Document extract -
■ ■ ■ ■ ■ ■ ■
File: impute_linear.R

package info (click to toggle)
r-cran-recipes 1.0.4%2Bdfsg-1
links: PTS, VCS
area: main
in suites: bookworm
size: 3,636 kB
sloc: sh: 37; makefile: 2
file content (253 lines) | stat: -rw-r--r-- 7,222 bytes
#' Impute numeric variables via a linear model
#'
#' `step_impute_linear` creates a *specification* of a recipe step that will
#'  create linear regression models to impute missing data.
#'
#' @inheritParams step_impute_bag
#' @inheritParams step_center
#' @param ... One or more selector functions to choose variables to be imputed;
#' these variables **must** be of type `numeric`. When used with `imp_vars`,
#' these dots indicate which variables are used to predict the missing data
#' in each variable. See [selections()] for more details.
#' @param models The [lm()] objects are stored here once the linear models
#'  have been trained by [prep()].
■ ■ ■ ■ ■ ■ ■
Dataset extract -
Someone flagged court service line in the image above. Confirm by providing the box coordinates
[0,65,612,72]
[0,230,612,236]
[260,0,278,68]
■ ■ ■ ■ ■ ■ ■
To-do list -
(1) Render this sentence from the impute_linear.R file page in Spanish: "The [lm()] objects are stored here once the linear models have been trained by [prep()]."
(2) According to the impute_linear.R file page, what type must the variables chosen for imputation be?
(3) Carry the impute_linear.R documentation on from its last line.
The listing has nothing to do with the impute_linear.R file page.

Answers provided -
(1) Los objetos [lm()] se almacenan aquí una vez que los modelos lineales han sido entrenados por [prep()].

(2) They must be of type `numeric`.

(3)
#' @template step-return
#' @family imputation steps
#' @export
#' @details For each variable requiring imputation, a linear model is fit
#'  where the outcome is the variable of interest and the predictors are any
#'  other variables listed in the `impute_with` formula. Note that if a variable
#'  that is to be imputed is also in `impute_with`, this variable will be ignored.
#'
#' The variable(s) to be imputed must be of type `numeric`. The imputed values
#'  will keep the same type as their original data (i.e, model predictions are
#'  coerced to integer as needed).
#'
#'  Since this is a linear regression, the imputation model only uses complete
#'  cases for the training set predictors.
#'
#'  # Tidying
#'
#'  When you [`tidy()`][tidy.recipe()] this step, a tibble with
#'  columns `terms` (the selectors or variables selected) and `model` (the
#'  bagged tree object) is returned.
#'
#' @template case-weights-unsupervised
#'
#' @references Kuhn, M. and Johnson, K. (2013).
#' *Feature Engineering and Selection*
#' \url{https://bookdown.org/max/FES/handling-missing-data.html}
#' @examplesIf rlang::is_installed(c("modeldata", "ggplot2"))
#' data(ames, package = "modeldata")
#' set.seed(393)
#' ames_missing <- ames
#' ames_missing$Longitude[sample(1:nrow(ames), 200)] <- NA
#'
#' imputed_ames <-
#'   recipe(Sale_Price ~ ., data = ames_missing) %>%
#'   step_impute_linear(
#'     Longitude,
#'     impute_with = imp_vars(Latitude, Neighborhood, MS_Zoning, Alley)
#'   ) %>%
#'   prep(ames_missing)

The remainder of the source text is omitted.